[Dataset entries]

--- START ---

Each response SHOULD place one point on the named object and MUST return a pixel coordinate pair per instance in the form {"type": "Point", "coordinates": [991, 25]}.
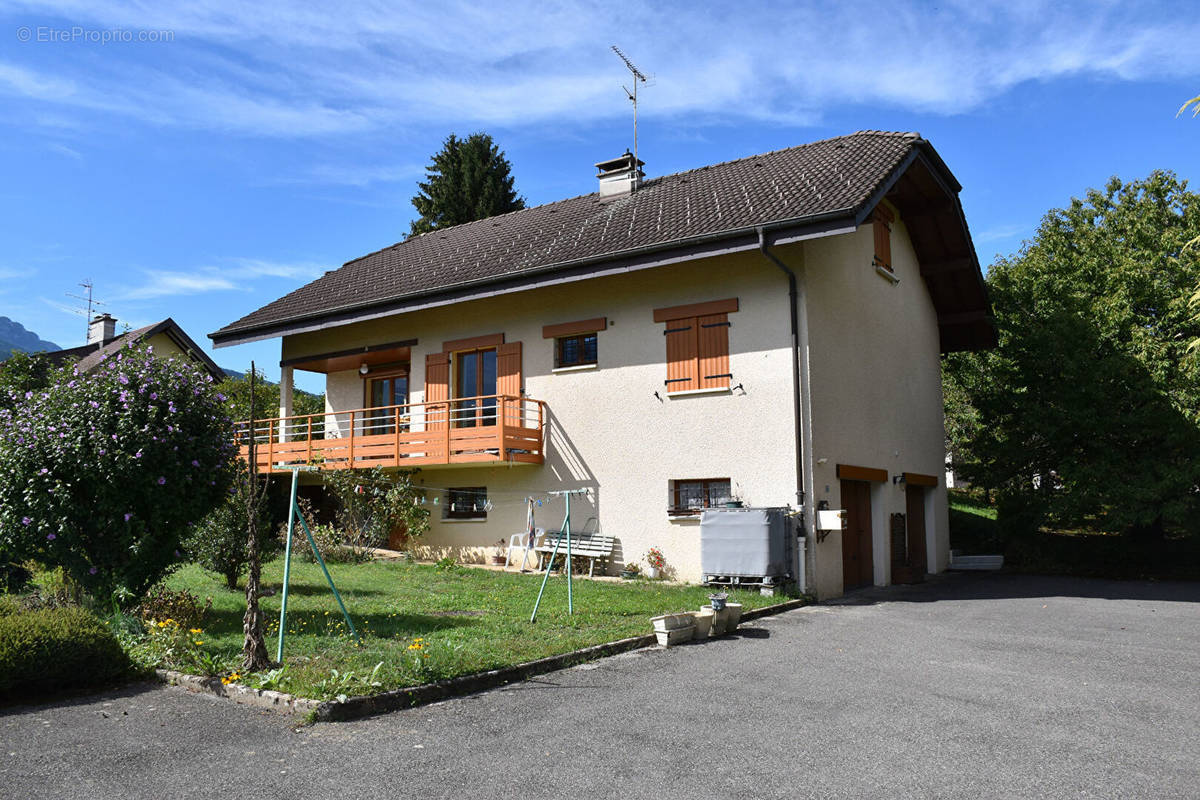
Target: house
{"type": "Point", "coordinates": [166, 337]}
{"type": "Point", "coordinates": [767, 329]}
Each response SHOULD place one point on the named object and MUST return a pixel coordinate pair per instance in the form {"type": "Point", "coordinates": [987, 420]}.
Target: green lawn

--- END ---

What to work on -> Tally the lines in the entries above that hold the string "response" and state the tally alone.

Solution -> 2